### YOUR GOAL
In the passage on GM's early electric cars, which engineer designed the 1960s-era Electrovair and Electrovair II?

### SELECTED TEXT
[start]

GM developed an electric Corvair prototype in the 1960s.  There are videos on youtube of it driving around the test tracks, e.g.:

  

 

There is a fun book that was published in 1996 that chronicled the development of the EV1.  It is called "The Car That Could", by Michael Shnayerson.  In it, he goes through a few of the earlier GM research efforts.  But mostly the Sunraycer solar car of the mid-1980s, which led to the Impact EV concept car, when Roger Smith then committed into a production version that became the EV1.  It is a great read.  The fellow who led the EV1 effort, Ken Baker, was also involved in an earlier 1970s GM EV concept called the Electrovette.

 

Shnayerson says the 1960s-era Electrovair and Electrovair II used variable frequency inverters to control AC motors - much like todays EVs.  They were designed by an engineer named Paul Agarwal.  But the electronics of the day were too crude.  According to Shnyerson, Agarwal gave up in disgust.

 

The Electrovette was experimenting with some newer battery chemistry, and apparently used DC motors and even cruder controllers.  I am guessing they didn't have the budget to both investigate the newer batteries and update Agarwals inverter design.  The Electrovette concept was also deemed a failure and buried.

 

It wasn't until the mid 1980s when Holden, GMs Australian brand, contacted Roger Smith about an upcoming solar race across Australia.  Smith had just purchased Hughes Aircraft, and as it turns out, Hughes knew a LOT about solar panels and batteries from their satellite work.  A team from Hughes got Paul MacCready and his team at Aerovironment to help out and they developed the Sunraycer solar car.  Shnayerson talks a lot about the rivalries between the various GM divisions when developing Sunraycer, Impact, and the EV1.  It is amazing that any of them got built...

[end]

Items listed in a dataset
[start]

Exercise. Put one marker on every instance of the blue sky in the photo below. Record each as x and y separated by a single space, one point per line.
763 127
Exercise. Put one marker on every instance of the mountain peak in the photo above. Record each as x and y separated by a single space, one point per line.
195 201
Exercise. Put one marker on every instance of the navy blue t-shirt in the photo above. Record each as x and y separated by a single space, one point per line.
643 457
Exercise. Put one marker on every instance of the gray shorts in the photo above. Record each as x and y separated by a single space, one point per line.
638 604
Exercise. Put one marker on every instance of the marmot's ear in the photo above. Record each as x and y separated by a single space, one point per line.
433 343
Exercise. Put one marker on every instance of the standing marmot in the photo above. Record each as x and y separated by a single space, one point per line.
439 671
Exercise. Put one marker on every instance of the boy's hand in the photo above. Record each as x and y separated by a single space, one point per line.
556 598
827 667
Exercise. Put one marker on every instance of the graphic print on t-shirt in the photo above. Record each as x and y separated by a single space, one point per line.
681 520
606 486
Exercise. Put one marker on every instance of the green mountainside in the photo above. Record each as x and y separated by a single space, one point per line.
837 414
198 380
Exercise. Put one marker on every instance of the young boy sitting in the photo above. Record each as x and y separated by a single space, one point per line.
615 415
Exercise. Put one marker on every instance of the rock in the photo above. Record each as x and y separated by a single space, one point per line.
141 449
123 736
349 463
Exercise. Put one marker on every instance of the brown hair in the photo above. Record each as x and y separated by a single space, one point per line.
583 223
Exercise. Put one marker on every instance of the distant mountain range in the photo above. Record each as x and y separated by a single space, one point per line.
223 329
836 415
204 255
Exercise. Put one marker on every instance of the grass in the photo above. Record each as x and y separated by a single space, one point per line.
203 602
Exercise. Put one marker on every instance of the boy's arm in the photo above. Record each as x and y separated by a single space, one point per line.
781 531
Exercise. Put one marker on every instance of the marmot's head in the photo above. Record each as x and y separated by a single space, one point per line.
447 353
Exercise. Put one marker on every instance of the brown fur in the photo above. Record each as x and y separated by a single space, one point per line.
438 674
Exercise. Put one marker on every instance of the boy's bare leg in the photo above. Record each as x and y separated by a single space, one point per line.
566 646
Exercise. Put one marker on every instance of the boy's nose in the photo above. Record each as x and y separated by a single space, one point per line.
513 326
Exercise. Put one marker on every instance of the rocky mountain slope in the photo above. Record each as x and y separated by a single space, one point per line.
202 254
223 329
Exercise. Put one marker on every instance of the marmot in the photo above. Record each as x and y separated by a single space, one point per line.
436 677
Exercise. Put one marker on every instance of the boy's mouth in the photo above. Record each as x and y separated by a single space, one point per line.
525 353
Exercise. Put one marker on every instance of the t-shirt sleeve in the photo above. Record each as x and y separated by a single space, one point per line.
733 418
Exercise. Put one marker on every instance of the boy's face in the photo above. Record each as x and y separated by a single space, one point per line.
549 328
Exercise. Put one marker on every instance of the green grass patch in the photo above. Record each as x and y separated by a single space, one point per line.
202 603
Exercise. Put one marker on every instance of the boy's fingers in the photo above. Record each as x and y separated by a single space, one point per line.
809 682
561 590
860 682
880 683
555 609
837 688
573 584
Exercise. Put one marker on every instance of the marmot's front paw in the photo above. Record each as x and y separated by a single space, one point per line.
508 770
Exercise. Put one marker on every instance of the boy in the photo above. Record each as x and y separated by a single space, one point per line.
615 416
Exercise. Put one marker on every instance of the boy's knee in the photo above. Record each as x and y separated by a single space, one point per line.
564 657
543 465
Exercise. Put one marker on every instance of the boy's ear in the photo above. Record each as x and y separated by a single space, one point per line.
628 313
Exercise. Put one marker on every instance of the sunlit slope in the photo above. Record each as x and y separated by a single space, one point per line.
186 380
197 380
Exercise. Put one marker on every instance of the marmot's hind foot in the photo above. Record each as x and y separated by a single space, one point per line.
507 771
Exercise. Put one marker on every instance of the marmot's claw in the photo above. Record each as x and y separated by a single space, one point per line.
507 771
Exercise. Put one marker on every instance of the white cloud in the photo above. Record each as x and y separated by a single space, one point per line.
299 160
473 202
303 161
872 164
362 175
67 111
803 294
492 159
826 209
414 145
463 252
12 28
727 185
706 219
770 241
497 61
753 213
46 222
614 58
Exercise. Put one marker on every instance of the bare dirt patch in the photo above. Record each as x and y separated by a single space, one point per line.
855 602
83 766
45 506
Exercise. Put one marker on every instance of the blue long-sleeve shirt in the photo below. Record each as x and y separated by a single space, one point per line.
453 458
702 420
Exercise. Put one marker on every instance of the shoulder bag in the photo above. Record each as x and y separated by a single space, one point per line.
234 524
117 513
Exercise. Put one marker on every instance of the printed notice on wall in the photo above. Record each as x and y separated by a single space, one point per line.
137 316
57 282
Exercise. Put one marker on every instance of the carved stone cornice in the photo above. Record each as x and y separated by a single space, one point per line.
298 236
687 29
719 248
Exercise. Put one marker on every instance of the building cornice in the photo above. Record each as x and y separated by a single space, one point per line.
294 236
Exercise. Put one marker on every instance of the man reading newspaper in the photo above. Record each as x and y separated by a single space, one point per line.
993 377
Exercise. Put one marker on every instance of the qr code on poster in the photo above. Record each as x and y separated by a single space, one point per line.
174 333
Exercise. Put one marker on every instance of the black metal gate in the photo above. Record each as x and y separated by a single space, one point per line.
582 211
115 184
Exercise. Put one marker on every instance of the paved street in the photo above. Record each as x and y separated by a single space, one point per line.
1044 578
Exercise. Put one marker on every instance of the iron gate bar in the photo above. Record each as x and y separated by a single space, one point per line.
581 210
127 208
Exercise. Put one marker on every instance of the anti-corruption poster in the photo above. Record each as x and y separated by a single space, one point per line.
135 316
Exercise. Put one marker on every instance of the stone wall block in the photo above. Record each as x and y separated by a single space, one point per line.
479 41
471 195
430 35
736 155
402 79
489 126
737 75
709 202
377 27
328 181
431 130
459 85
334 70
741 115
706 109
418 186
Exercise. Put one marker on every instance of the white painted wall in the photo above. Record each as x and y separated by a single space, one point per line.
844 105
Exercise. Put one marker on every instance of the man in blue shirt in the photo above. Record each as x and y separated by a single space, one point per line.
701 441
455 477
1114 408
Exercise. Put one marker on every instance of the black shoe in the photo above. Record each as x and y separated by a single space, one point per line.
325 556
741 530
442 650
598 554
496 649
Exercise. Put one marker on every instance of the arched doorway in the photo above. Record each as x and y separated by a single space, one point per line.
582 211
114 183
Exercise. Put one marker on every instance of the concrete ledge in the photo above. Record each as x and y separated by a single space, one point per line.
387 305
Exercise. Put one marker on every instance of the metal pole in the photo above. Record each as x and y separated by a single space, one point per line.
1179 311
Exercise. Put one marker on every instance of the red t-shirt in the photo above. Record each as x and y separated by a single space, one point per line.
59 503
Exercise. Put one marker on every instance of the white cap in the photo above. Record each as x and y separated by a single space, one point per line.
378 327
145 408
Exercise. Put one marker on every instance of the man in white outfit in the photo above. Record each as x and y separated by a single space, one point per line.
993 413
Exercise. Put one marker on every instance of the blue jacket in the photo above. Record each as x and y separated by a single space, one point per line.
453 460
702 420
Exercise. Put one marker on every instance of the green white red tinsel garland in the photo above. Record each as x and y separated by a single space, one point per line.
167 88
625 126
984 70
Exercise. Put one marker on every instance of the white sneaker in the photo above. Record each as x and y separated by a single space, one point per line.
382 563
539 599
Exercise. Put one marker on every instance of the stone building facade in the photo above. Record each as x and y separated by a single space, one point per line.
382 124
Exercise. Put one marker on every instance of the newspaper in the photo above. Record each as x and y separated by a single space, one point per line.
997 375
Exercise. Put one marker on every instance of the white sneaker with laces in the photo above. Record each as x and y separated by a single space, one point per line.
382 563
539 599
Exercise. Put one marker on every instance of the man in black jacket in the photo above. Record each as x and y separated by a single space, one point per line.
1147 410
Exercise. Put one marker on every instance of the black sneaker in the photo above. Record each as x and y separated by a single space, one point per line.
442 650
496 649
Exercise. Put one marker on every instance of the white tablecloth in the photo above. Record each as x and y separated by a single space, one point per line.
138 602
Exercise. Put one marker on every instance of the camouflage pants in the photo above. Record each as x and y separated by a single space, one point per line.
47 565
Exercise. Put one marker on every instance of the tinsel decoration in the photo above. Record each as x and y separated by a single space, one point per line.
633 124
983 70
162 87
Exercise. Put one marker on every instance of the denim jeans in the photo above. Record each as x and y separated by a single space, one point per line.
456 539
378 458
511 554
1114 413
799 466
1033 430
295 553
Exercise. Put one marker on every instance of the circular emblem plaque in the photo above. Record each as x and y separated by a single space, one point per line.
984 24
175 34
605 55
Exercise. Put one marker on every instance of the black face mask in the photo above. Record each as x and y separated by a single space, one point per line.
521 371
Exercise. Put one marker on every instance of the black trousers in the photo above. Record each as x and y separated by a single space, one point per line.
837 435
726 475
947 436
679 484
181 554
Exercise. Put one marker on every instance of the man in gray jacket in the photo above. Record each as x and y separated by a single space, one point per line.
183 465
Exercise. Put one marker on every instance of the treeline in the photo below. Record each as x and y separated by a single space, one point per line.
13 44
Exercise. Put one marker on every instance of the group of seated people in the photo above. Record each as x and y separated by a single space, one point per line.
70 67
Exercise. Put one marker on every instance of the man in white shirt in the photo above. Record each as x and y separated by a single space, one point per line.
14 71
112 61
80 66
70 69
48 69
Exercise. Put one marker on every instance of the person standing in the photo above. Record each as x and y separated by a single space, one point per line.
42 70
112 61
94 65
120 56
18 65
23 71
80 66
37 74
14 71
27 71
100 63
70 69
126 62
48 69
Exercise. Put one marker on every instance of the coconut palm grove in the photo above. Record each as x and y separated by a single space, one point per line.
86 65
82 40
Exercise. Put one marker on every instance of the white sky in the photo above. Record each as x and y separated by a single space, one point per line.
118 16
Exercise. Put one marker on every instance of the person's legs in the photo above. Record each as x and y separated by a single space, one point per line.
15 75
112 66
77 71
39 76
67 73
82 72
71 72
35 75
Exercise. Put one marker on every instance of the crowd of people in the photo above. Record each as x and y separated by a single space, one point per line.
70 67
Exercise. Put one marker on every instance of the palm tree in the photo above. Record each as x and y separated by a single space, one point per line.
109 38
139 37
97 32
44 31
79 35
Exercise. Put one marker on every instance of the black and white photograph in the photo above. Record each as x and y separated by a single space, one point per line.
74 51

[end]

### CORRECT RESULT
Paul Agarwal